(Supplied passage):
# # # # # # #

Traditionally, stir fried rice noodles with meat, vegetables and a rich sweet and sour sauce would simply be known as Pad Thai, however, we put together a non-authentic recipe which adapts the classic flavours of the widely loved Pad Thai stir fry into a hearty and warming soup meal. The word ‘pad’ actually translates to ‘fried’ in Thai, so a Pad Thai Soup wouldn’t necessarily make sense in Thailand, however, there is an element of lightly frying the chicken at the beginning of this recipe. 

The creamy and comforting flavours in this soup are largely credited to the use of XO’s Instant Pad Thai Paste, which is great for saving time and money on individual ingredients typically used to bring out the taste of an authentic Pad Thai. This paste was also key to ensuring the recipe stays within the 5 ingredient limit for simplicity. While this recipe uses shredded chicken just like the stir fried version, this Pad Thai Soup works well with prawns instead - we encourage you to try the recipe with options and discover what you prefer!

# # # # # # #

(Data excerpt):
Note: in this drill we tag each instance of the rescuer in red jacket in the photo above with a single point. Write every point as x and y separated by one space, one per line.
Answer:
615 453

# # # # # # #

(Tasks and exercises):
A – According to the Pad Thai Soup passage, why would the name "Pad Thai Soup" not necessarily make sense in Thailand? Answer in one to three sentences.
B – Render this sentence from the Pad Thai Soup passage in Spanish: "This paste was also key to ensuring the recipe stays within the 5 ingredient limit for simplicity."
C – Carry on the Pad Thai Soup passage from its last sentence.

(Answers provided):
A – The word "pad" translates to "fried" in Thai, and a soup is not a fried dish. The passage adds that the recipe does involve lightly frying the chicken at the beginning.

B – Esta pasta también fue clave para garantizar que la receta se mantenga dentro del límite de 5 ingredientes por simplicidad.

C –
Optional: Swap the shredded chicken for cooked shrimp.


  1. Begin by cooking the rice noodles according to package instructions, drain and set aside.
  2. Follow by adding cooking oil into the saucepan along with the shredded chicken and lightly frying until the chicken is more golden in colour. Once golden, remove some of the chicken from the pan and set aside.
  3. Next add in the pad Thai paste and chicken broth, stirring until well combined. Leave to simmer for 5 minutes then add the cooked rice noodles, stir together, turn the heat off and leave for another 2 minutes.
  4. Finally, serve the Pad Thai noodle soup into a desired bowl, top with extra chicken pieces, spring onions and enjoy!